** start Dataset content **

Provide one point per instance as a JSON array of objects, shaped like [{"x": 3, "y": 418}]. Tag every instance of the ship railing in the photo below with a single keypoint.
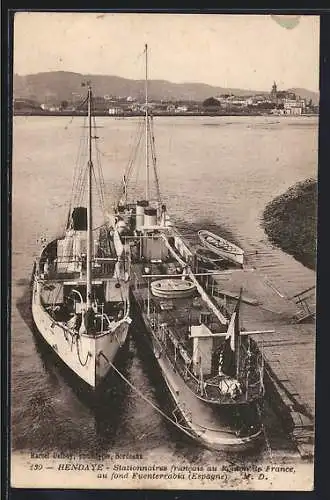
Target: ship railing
[{"x": 221, "y": 392}]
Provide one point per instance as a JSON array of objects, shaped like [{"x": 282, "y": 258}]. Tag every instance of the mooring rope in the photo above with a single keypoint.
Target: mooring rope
[{"x": 148, "y": 401}]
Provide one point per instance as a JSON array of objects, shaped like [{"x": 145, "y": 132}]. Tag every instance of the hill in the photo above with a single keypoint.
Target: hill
[{"x": 62, "y": 85}]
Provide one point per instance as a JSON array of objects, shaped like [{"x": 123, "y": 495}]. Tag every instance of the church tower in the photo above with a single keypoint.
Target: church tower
[{"x": 274, "y": 90}]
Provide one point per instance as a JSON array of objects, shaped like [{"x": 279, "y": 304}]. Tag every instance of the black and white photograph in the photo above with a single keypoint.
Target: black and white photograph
[{"x": 164, "y": 228}]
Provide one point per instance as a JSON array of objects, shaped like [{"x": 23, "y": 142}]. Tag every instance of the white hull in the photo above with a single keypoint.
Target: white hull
[
  {"x": 90, "y": 358},
  {"x": 222, "y": 247}
]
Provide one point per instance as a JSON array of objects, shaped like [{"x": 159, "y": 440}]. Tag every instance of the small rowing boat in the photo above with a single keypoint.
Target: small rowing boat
[{"x": 222, "y": 247}]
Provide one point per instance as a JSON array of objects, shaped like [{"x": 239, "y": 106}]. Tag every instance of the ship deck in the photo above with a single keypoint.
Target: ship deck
[{"x": 289, "y": 352}]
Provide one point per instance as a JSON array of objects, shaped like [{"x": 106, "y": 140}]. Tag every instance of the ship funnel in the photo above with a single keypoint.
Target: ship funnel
[
  {"x": 140, "y": 209},
  {"x": 150, "y": 217}
]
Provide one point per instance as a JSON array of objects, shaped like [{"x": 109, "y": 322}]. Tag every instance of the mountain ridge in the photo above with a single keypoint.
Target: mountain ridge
[{"x": 64, "y": 85}]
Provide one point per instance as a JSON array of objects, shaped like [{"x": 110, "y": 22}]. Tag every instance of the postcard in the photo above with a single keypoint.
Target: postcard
[{"x": 164, "y": 180}]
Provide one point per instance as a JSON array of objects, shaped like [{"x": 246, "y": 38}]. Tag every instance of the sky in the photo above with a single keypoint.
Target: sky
[{"x": 242, "y": 51}]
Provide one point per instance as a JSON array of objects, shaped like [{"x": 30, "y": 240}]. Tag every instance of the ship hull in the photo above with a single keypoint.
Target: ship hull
[
  {"x": 90, "y": 358},
  {"x": 201, "y": 421},
  {"x": 222, "y": 247}
]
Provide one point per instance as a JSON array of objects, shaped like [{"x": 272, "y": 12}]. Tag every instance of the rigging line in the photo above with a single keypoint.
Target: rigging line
[
  {"x": 98, "y": 191},
  {"x": 154, "y": 159},
  {"x": 76, "y": 171},
  {"x": 133, "y": 149},
  {"x": 80, "y": 165},
  {"x": 135, "y": 154},
  {"x": 148, "y": 401},
  {"x": 132, "y": 160},
  {"x": 82, "y": 187},
  {"x": 101, "y": 177},
  {"x": 73, "y": 116}
]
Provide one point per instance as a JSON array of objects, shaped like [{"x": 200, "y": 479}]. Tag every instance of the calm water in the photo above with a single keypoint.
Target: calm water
[{"x": 213, "y": 172}]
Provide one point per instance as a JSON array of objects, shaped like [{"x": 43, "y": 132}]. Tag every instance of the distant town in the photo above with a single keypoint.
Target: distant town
[{"x": 275, "y": 102}]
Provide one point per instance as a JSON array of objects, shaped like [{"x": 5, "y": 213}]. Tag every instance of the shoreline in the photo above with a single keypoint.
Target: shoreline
[
  {"x": 290, "y": 222},
  {"x": 132, "y": 115}
]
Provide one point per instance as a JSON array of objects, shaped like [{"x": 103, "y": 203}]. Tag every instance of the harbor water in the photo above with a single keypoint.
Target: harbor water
[{"x": 216, "y": 173}]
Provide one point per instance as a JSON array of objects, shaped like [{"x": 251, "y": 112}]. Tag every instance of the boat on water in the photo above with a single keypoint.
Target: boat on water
[
  {"x": 222, "y": 247},
  {"x": 80, "y": 297},
  {"x": 212, "y": 369}
]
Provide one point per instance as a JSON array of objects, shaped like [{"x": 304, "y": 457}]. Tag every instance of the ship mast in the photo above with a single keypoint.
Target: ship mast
[
  {"x": 146, "y": 125},
  {"x": 89, "y": 205}
]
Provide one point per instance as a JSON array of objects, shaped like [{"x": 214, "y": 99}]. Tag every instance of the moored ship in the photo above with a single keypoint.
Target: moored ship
[
  {"x": 212, "y": 369},
  {"x": 80, "y": 299}
]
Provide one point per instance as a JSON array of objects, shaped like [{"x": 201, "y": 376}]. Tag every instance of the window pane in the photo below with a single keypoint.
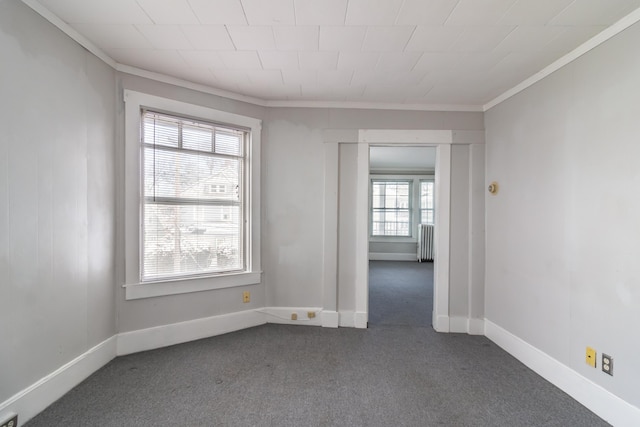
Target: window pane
[
  {"x": 191, "y": 239},
  {"x": 189, "y": 175}
]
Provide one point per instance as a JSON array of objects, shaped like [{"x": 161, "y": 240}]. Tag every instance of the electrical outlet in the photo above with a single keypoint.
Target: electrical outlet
[
  {"x": 607, "y": 364},
  {"x": 591, "y": 357},
  {"x": 11, "y": 422}
]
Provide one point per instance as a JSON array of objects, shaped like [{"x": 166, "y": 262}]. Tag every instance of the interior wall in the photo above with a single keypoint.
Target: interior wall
[
  {"x": 150, "y": 312},
  {"x": 57, "y": 201},
  {"x": 563, "y": 235}
]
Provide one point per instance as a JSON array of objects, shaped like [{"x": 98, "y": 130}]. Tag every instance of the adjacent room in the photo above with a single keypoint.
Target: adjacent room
[{"x": 337, "y": 212}]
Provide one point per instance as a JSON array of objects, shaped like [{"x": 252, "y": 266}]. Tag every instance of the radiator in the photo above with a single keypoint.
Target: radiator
[{"x": 425, "y": 242}]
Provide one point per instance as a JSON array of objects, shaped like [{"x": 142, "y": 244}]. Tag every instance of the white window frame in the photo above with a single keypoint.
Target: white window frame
[{"x": 134, "y": 287}]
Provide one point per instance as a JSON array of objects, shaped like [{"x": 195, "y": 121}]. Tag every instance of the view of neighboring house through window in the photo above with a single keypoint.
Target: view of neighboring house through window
[
  {"x": 194, "y": 197},
  {"x": 426, "y": 202},
  {"x": 391, "y": 208}
]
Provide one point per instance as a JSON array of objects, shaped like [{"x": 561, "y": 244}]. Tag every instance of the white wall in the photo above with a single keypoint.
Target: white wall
[
  {"x": 563, "y": 233},
  {"x": 57, "y": 250}
]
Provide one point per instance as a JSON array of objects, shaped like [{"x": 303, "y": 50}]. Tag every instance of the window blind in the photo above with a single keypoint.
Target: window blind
[{"x": 193, "y": 197}]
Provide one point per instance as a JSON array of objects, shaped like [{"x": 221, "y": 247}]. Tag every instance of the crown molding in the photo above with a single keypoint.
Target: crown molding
[{"x": 585, "y": 47}]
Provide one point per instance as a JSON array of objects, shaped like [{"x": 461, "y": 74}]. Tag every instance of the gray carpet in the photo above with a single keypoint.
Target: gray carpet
[
  {"x": 284, "y": 375},
  {"x": 400, "y": 293}
]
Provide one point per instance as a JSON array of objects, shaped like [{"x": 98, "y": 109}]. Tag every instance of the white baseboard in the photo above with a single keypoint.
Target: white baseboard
[
  {"x": 440, "y": 323},
  {"x": 476, "y": 327},
  {"x": 360, "y": 319},
  {"x": 330, "y": 319},
  {"x": 347, "y": 319},
  {"x": 458, "y": 324},
  {"x": 282, "y": 315},
  {"x": 35, "y": 398},
  {"x": 602, "y": 402},
  {"x": 388, "y": 256},
  {"x": 177, "y": 333}
]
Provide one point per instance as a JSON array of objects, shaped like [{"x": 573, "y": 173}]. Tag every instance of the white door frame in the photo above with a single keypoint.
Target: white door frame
[
  {"x": 441, "y": 140},
  {"x": 365, "y": 138}
]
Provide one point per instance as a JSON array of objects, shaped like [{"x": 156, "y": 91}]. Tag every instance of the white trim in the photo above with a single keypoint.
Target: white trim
[
  {"x": 576, "y": 53},
  {"x": 423, "y": 136},
  {"x": 178, "y": 333},
  {"x": 163, "y": 78},
  {"x": 440, "y": 322},
  {"x": 602, "y": 402},
  {"x": 187, "y": 285},
  {"x": 347, "y": 319},
  {"x": 134, "y": 101},
  {"x": 330, "y": 319},
  {"x": 360, "y": 319},
  {"x": 476, "y": 327},
  {"x": 388, "y": 256},
  {"x": 282, "y": 315},
  {"x": 69, "y": 31},
  {"x": 35, "y": 398},
  {"x": 458, "y": 324}
]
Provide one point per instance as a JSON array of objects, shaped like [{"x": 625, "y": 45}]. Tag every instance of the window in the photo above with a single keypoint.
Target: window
[
  {"x": 426, "y": 202},
  {"x": 391, "y": 208},
  {"x": 187, "y": 231},
  {"x": 192, "y": 197}
]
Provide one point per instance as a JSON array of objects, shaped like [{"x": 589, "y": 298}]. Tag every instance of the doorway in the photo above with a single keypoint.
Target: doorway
[{"x": 401, "y": 196}]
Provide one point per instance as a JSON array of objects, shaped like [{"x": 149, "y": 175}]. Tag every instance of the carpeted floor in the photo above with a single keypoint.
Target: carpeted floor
[
  {"x": 400, "y": 293},
  {"x": 284, "y": 375}
]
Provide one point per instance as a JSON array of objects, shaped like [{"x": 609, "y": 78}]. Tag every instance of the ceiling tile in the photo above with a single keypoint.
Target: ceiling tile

** end Dataset content **

## Exercise prompt
Please reproduce the rows word for word, starting with the line that contains "of the doorway" and continuing through the end of the rows.

## Solution for this exercise
Provide one point per instance as a JSON array of objects, shaped like [{"x": 589, "y": 298}]. Tag every instance of the doorway in the photo above with a single keypoint.
Target: doorway
[{"x": 401, "y": 196}]
Provide one point per instance as a JSON array of objects, shaped like [{"x": 149, "y": 175}]. Tag every instance of the carpeted floor in the photo above with a single keypoint.
Target: carpeted floor
[
  {"x": 400, "y": 293},
  {"x": 284, "y": 375}
]
Provide one point per instance as a JSON array of objects, shaped like [{"x": 609, "y": 78}]. Tag every instance of the ceiling tile in the photo above with a single keypoint.
Target: ceiling tile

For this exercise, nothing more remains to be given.